* start Supplied records *

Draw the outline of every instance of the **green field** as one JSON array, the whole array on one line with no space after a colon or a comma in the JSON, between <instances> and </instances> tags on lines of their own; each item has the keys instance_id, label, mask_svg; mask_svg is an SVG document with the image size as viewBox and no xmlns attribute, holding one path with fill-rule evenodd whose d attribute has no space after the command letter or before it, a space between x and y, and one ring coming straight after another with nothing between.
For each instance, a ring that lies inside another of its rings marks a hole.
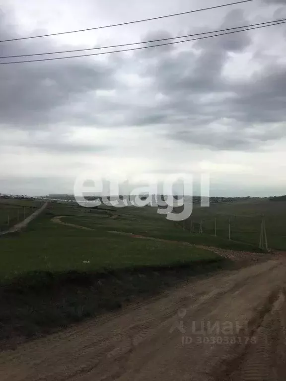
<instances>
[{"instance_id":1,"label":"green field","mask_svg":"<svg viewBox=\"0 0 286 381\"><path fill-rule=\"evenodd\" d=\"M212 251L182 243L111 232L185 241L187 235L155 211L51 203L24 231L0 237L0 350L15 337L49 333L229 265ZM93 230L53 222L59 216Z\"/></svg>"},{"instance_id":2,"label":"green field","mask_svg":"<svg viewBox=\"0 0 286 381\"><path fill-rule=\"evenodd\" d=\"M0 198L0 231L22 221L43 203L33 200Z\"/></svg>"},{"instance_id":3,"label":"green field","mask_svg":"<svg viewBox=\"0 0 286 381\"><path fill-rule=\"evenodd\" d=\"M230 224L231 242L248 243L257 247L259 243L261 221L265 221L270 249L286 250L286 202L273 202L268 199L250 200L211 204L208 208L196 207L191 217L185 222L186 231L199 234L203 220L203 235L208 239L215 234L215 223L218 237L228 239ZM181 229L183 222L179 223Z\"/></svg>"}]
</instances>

* end Supplied records *
* start Supplied records *

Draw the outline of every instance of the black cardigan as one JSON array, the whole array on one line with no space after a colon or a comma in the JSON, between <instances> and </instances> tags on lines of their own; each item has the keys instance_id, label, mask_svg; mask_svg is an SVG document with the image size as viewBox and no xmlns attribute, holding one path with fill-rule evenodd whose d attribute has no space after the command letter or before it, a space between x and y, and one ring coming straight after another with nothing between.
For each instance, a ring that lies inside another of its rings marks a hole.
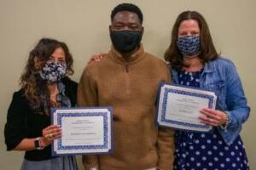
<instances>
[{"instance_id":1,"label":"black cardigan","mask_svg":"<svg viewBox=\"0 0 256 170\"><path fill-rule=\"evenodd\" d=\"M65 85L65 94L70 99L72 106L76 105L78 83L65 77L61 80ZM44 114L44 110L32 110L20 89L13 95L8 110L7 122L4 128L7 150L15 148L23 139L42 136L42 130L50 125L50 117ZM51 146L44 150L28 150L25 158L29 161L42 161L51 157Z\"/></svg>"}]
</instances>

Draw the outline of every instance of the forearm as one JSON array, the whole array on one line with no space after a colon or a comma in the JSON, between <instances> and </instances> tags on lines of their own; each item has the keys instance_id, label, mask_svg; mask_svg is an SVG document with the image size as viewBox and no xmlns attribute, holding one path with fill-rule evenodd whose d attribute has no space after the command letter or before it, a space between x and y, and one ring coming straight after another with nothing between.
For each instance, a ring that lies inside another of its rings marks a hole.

* end Supplied records *
* start Supplied records *

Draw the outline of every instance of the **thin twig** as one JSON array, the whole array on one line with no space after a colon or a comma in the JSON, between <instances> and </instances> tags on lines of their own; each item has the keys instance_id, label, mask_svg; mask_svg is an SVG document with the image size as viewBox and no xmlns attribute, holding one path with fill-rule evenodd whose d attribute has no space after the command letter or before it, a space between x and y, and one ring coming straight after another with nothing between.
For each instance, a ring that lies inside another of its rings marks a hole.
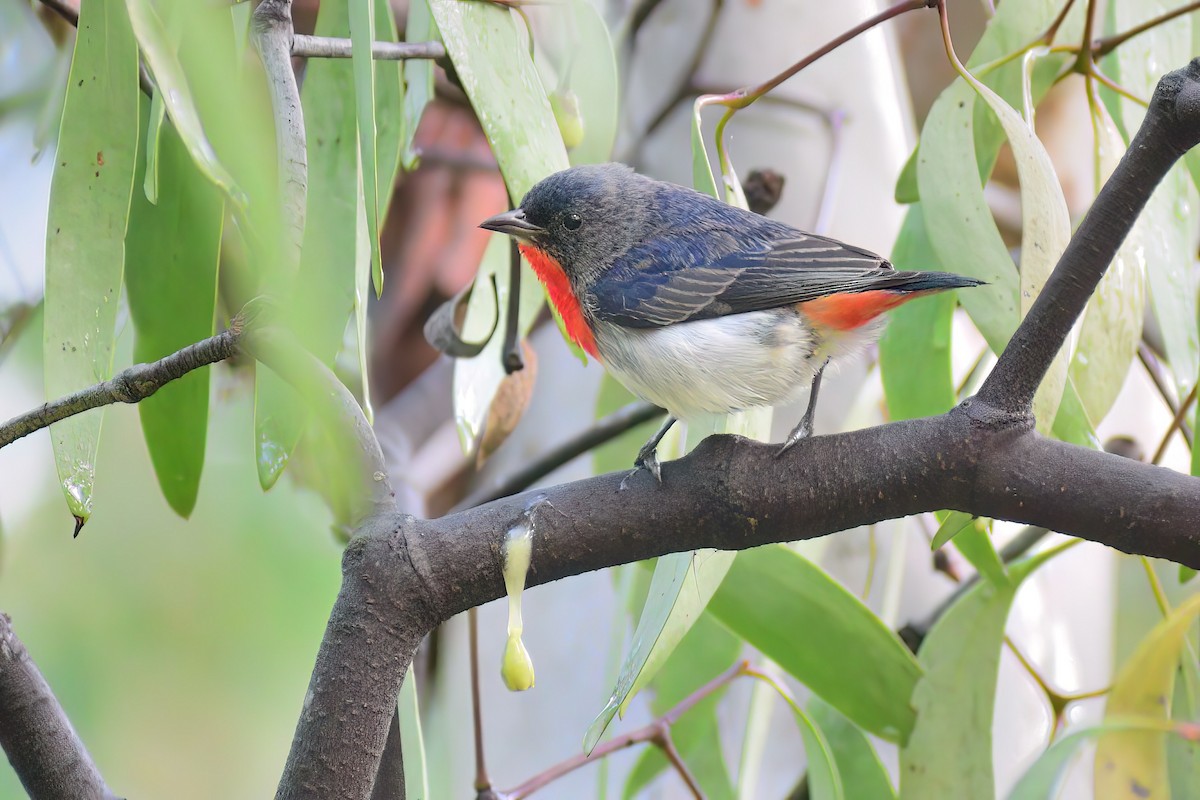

* end Supplied records *

**Task requirements:**
Report how many lines in the listing above contain the string "item". Case counts, and your reply should be only that number.

**Result for this task:**
4